## Task item
Using the data beneath, show every line that includes the word "statue".

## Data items
*** Begin section ***

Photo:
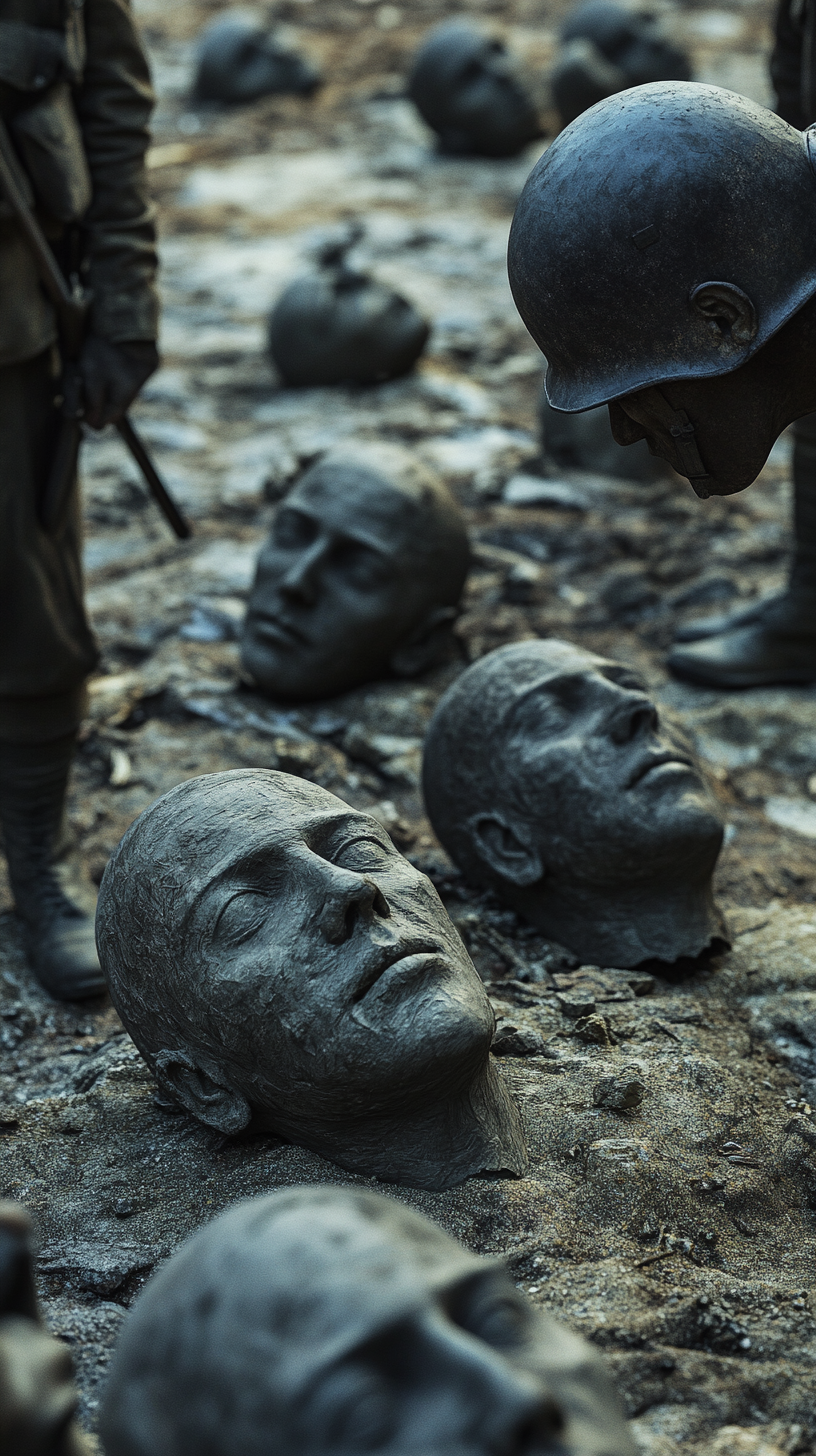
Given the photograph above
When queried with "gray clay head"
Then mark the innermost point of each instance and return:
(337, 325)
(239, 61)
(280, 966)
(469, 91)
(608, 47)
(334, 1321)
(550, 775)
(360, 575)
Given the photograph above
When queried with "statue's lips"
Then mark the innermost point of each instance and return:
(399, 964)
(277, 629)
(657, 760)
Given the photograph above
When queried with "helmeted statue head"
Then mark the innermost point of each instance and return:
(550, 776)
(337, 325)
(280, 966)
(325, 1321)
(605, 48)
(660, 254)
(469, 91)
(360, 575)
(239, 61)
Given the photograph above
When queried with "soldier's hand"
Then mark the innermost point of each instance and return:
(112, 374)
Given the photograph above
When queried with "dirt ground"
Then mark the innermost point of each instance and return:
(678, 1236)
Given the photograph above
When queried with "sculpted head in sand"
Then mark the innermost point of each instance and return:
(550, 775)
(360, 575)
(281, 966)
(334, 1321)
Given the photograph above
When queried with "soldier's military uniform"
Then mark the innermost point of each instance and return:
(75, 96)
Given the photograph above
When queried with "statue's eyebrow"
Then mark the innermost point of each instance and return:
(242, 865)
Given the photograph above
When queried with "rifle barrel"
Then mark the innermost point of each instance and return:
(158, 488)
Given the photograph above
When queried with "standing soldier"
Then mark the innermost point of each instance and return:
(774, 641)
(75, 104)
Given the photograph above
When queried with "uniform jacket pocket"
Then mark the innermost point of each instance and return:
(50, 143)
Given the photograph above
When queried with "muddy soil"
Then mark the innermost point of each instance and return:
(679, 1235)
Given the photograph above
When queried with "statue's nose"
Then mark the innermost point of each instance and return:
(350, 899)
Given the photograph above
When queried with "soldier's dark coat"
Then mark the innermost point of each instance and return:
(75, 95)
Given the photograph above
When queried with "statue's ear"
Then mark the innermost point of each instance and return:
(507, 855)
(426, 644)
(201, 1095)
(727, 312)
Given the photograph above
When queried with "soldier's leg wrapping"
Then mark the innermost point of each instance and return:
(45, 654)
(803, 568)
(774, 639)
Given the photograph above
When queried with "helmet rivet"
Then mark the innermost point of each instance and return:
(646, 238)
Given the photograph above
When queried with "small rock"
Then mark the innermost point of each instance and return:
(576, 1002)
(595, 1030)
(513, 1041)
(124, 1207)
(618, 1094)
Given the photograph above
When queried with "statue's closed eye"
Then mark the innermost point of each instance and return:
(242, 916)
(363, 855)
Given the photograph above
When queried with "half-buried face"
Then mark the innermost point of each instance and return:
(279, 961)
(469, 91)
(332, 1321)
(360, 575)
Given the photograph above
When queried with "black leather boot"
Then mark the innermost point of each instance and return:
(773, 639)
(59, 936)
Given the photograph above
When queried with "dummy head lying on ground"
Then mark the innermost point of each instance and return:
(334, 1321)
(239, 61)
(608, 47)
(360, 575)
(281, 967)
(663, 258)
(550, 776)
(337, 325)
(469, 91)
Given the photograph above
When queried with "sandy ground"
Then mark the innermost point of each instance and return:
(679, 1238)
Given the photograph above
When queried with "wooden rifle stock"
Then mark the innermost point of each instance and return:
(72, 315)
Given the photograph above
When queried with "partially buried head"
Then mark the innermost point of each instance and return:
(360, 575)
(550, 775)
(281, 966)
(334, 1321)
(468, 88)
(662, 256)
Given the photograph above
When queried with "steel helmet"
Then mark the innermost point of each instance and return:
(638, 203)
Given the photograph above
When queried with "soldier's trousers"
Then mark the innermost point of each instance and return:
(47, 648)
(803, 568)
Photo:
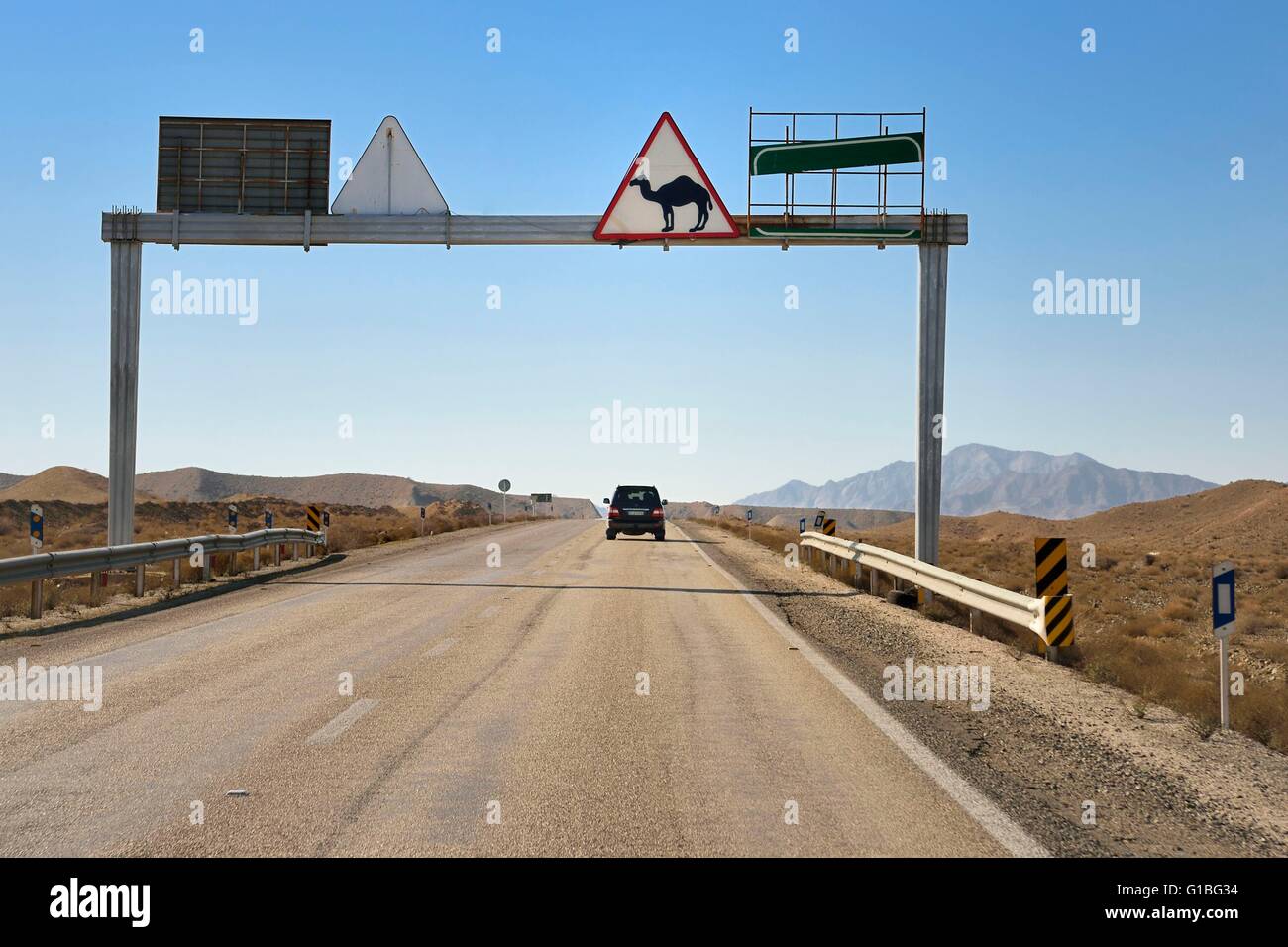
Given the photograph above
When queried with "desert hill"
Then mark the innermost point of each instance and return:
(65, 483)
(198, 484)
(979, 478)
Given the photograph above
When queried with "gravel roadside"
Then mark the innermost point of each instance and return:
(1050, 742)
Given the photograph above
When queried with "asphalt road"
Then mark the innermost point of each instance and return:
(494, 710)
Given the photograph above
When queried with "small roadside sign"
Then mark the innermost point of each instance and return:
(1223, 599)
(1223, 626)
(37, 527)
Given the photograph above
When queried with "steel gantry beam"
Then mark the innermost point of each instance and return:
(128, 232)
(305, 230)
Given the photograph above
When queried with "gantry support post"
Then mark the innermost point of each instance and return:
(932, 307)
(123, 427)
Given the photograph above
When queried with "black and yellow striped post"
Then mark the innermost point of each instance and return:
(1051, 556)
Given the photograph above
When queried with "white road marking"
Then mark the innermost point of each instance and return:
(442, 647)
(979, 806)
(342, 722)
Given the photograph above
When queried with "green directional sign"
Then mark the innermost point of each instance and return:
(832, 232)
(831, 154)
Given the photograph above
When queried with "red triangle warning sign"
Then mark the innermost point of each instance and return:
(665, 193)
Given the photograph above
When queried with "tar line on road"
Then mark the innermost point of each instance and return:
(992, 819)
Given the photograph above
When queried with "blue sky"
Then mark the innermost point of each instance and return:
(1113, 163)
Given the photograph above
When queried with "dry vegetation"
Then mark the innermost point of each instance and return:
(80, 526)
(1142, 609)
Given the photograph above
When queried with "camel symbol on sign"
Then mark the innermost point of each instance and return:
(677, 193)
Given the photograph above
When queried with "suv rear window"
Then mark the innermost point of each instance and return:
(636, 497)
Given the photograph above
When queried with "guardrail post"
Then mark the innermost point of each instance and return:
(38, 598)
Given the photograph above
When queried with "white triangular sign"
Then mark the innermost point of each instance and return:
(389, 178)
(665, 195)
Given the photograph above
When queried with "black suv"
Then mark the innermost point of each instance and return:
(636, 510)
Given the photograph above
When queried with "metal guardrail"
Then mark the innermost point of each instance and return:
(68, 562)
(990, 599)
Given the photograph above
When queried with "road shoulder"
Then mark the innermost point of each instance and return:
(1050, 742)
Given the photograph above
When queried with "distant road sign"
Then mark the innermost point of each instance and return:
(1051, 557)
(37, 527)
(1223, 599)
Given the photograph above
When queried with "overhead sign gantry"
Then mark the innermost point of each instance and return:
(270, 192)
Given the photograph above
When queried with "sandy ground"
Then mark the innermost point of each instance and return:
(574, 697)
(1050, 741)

*** End section ***

## Exercise answer
When queried with "statue's lips"
When queried with "helmeted statue head"
When queried with "statue's eyebrow"
When queried with "statue's nose"
When queried with "statue's ear"
When queried with "statue's closed eye"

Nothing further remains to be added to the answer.